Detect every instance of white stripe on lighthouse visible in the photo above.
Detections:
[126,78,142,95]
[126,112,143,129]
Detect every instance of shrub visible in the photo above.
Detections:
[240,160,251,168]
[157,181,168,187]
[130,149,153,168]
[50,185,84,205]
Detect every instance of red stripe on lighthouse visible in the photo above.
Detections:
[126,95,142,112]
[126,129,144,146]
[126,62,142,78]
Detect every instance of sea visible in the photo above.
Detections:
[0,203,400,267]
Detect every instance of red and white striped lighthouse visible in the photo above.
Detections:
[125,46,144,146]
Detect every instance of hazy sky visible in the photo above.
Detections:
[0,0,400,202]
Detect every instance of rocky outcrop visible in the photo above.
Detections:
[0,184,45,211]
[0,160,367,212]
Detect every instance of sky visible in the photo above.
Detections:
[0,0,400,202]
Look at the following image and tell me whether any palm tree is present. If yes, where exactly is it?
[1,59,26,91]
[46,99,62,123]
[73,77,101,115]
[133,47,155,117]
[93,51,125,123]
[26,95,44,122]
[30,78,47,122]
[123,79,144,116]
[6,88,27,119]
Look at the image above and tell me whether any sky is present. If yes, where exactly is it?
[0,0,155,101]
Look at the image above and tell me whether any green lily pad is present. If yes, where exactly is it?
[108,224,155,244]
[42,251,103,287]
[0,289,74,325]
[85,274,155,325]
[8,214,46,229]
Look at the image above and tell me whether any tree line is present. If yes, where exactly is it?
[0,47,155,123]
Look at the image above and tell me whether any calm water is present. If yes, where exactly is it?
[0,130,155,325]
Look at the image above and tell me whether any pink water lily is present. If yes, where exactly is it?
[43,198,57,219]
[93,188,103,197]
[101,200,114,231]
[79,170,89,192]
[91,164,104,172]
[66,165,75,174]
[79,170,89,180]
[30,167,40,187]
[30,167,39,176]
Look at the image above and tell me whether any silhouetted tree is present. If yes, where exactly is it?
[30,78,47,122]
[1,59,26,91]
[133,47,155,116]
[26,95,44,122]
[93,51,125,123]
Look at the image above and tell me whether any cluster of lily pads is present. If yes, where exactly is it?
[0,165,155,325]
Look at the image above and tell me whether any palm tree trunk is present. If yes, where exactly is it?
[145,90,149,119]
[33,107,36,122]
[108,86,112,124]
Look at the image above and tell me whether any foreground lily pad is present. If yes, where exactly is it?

⁂

EXERCISE TASK
Copy the entries above word for word, starting at their first line and stopping after the line that contains "[0,203,400,267]".

SOLVED PROBLEM
Detect every instance of white stripe on lighthouse visible in the photo above.
Detections:
[126,78,142,95]
[126,112,143,129]
Detect every instance of shrub visible in the photo above.
Detections:
[240,160,251,168]
[157,181,168,187]
[130,149,153,168]
[50,185,84,205]
Detect every instance of red stripe on lighthouse visible in the photo above.
Detections:
[126,95,142,112]
[126,129,144,146]
[126,62,142,78]
Detect every instance of sea visible in the photo above.
Detections:
[0,203,400,267]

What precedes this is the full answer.